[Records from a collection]

· · · · ·

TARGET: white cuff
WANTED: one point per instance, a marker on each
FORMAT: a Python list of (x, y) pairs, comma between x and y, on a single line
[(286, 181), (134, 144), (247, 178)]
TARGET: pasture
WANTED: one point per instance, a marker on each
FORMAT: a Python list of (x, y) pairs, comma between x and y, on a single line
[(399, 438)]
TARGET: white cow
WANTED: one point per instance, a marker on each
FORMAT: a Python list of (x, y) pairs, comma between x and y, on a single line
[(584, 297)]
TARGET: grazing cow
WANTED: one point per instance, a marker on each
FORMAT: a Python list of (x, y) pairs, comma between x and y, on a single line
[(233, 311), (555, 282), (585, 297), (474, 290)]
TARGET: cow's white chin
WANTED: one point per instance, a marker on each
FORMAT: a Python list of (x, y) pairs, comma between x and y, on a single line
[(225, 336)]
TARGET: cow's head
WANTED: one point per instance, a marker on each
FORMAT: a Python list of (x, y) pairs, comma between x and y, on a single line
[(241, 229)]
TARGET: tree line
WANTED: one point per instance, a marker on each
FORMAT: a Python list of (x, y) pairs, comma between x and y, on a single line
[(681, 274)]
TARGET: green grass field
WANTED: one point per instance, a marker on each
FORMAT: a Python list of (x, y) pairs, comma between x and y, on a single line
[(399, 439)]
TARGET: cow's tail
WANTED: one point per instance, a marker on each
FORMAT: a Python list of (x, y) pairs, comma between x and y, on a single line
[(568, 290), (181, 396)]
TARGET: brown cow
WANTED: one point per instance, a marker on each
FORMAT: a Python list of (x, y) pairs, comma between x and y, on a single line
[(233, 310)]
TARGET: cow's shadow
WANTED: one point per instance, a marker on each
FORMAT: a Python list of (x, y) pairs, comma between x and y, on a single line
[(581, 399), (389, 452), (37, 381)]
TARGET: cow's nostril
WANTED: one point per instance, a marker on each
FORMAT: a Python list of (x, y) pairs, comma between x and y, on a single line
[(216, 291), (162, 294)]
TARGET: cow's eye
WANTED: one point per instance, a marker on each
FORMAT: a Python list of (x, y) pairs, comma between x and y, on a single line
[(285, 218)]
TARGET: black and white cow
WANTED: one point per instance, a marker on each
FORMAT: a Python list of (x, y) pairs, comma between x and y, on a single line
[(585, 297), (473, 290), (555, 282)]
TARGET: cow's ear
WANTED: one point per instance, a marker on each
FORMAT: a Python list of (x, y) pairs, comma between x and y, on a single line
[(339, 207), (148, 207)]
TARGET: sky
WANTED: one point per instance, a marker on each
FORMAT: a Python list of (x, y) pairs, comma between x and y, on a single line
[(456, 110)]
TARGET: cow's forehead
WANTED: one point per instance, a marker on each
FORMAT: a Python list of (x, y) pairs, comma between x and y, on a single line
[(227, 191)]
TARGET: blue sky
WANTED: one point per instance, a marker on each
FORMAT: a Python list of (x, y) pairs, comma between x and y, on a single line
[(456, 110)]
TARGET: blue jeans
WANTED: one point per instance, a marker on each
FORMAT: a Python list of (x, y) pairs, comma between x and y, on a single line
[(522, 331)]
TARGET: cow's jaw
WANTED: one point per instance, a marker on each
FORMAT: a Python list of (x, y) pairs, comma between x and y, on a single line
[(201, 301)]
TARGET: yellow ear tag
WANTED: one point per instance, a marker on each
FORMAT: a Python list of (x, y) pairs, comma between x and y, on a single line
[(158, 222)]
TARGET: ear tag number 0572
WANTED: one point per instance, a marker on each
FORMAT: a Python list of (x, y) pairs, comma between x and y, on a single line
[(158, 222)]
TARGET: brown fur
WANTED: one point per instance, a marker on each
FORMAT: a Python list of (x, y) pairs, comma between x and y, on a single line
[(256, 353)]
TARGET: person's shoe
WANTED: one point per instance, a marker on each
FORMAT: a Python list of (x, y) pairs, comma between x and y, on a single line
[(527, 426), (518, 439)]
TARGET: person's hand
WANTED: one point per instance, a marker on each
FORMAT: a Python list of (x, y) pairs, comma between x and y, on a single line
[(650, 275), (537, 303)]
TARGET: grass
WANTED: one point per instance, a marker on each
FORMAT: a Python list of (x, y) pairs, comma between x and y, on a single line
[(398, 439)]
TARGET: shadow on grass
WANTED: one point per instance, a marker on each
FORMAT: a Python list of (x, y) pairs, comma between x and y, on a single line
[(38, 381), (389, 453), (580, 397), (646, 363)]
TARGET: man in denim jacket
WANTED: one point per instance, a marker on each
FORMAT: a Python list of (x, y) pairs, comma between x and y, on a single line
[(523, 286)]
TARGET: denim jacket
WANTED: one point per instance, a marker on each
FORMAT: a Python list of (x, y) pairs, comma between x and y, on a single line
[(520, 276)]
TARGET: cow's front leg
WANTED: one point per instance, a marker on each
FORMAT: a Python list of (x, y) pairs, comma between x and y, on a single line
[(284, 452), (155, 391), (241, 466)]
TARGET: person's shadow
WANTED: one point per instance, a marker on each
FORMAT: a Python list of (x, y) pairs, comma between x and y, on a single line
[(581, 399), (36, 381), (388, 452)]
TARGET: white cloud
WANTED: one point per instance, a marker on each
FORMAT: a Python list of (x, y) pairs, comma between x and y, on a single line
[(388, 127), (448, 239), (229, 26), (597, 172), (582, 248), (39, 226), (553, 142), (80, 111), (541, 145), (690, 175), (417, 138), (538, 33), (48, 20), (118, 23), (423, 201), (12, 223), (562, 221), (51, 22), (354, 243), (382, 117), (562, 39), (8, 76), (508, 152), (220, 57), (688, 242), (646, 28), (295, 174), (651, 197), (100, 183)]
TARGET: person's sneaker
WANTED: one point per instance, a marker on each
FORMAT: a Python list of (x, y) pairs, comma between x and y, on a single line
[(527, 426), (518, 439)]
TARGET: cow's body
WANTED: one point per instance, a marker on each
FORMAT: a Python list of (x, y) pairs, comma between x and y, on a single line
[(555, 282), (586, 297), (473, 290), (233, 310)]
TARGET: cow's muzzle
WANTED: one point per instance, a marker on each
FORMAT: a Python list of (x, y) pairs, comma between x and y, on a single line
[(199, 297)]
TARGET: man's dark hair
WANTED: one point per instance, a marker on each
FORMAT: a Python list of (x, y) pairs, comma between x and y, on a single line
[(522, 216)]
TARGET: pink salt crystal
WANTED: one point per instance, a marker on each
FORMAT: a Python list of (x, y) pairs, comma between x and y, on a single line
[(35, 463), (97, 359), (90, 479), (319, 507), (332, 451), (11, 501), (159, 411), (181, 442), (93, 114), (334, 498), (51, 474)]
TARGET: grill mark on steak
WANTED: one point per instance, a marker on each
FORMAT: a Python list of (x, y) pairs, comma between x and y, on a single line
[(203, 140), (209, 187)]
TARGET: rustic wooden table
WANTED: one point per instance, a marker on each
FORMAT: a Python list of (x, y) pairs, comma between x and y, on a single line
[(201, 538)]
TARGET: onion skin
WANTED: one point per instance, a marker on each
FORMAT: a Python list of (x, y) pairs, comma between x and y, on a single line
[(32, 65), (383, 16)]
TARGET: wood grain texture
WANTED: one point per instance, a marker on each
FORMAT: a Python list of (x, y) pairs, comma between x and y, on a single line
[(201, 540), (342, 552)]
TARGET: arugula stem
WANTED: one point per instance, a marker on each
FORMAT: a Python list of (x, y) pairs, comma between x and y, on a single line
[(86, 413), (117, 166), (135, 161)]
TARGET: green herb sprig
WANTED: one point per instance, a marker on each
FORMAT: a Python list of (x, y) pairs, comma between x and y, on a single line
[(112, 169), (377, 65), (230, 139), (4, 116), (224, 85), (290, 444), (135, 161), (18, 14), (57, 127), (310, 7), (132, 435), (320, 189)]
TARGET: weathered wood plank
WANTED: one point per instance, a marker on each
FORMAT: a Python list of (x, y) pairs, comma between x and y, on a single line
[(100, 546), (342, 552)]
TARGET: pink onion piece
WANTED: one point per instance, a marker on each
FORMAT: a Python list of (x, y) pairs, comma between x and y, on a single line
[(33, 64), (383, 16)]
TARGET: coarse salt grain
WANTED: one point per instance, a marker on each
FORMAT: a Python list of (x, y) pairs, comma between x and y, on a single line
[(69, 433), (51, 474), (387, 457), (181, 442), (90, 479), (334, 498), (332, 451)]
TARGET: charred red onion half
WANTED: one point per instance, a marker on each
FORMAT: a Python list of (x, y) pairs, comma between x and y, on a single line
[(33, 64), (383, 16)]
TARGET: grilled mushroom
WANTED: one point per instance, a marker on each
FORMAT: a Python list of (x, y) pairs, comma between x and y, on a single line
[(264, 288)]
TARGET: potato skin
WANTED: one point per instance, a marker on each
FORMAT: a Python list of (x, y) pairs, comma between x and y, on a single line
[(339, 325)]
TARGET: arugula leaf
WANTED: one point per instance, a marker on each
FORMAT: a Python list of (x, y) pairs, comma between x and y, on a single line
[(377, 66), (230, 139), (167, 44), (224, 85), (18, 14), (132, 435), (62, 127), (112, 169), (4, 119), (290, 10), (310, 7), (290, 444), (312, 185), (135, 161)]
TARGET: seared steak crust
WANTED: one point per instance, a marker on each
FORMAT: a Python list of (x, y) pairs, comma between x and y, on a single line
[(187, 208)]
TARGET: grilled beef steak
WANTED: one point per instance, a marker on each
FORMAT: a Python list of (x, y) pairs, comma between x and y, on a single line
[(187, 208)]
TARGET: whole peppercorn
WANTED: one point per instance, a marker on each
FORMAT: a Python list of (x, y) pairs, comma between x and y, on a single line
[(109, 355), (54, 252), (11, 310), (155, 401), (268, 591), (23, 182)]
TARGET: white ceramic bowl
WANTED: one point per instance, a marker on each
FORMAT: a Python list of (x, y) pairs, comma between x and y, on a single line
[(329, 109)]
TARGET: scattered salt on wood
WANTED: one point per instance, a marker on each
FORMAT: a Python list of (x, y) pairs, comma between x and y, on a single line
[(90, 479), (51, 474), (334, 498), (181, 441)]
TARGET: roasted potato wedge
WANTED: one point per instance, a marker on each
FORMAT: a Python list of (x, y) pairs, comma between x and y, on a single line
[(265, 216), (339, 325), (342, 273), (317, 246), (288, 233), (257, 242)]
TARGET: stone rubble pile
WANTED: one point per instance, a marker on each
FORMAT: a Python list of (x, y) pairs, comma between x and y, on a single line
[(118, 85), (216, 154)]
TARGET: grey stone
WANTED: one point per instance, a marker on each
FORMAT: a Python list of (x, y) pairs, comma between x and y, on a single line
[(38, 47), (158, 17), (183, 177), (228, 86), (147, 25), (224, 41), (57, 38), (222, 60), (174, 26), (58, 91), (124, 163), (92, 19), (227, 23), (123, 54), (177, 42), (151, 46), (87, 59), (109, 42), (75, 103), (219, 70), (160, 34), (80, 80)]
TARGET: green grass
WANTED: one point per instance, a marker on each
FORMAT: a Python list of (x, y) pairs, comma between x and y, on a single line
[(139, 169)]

· · · · ·

What you will do: Copy the entries from the line containing "TARGET: grilled beef steak" through the line containing "591), (23, 182)]", substituting "black peppercorn" for "whole peppercorn" and changing nothing else.

Response to this task:
TARGET: grilled beef steak
WANTED: one point per instance, a marker on each
FORMAT: a Python list of (x, y) pairs, comma between x and y, on a single line
[(187, 208)]
TARGET: black peppercorn
WANTED: one point per instance, a marker on each
FORMAT: a Python list of (x, y) pairs, comma between x and y, on a single line
[(109, 355), (54, 252), (11, 310), (155, 401), (268, 591), (23, 182)]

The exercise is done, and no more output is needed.